> [抽出した情報]
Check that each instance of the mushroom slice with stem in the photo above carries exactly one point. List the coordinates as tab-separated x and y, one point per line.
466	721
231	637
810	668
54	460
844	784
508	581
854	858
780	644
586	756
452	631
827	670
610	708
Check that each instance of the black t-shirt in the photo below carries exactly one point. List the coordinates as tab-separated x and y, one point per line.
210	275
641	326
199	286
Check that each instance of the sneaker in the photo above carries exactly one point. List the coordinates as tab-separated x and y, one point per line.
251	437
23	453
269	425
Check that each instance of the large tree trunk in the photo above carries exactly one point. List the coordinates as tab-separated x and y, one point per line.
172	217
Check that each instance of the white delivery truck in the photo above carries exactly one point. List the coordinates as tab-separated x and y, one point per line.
---
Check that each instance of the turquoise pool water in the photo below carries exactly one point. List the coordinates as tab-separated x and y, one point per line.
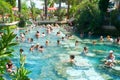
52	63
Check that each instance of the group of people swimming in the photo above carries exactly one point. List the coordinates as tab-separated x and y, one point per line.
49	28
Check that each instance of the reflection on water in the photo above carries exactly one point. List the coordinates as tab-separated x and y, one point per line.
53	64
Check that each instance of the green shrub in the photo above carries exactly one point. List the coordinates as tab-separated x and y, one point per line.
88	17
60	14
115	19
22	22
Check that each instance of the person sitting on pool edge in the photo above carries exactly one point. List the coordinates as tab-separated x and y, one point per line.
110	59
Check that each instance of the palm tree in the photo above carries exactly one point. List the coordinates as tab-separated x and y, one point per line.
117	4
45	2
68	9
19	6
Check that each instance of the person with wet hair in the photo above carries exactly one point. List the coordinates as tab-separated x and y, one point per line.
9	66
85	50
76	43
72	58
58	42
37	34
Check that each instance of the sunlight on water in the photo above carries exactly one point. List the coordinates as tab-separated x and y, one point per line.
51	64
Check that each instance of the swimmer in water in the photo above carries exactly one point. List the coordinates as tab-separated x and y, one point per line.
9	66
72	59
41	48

> [課題の説明] 「Check that each instance of the mushroom」を含む行から始めて「Check that each instance of the white」を含む行で終わるまでを、両端の行も含め、一字一句変えずにもう一度書き出すこと。

> [正しい解答]
Check that each instance of the mushroom slice with stem in the photo above carries exactly one point. List the coordinates as tab-separated x and y, one point per line.
466	721
231	637
810	668
54	460
844	784
508	581
854	858
780	644
586	756
452	631
827	670
610	708
Check that each instance of the black t-shirt in the photo below carries exactly one point. List the coordinates as tab-separated x and y, one point per line.
210	275
641	326
199	286
Check that each instance of the sneaker in the photo above carries exactly one point. List the coordinates as tab-separated x and y, one point per line.
251	437
23	453
269	425
Check that each instance of the large tree trunk in the photo above carries exactly one point. List the coordinates as tab-separated x and y, one point per line.
172	217
Check that each instance of the white delivery truck in the photo above carries exactly one point. List the coordinates as tab-separated x and y, one point per line.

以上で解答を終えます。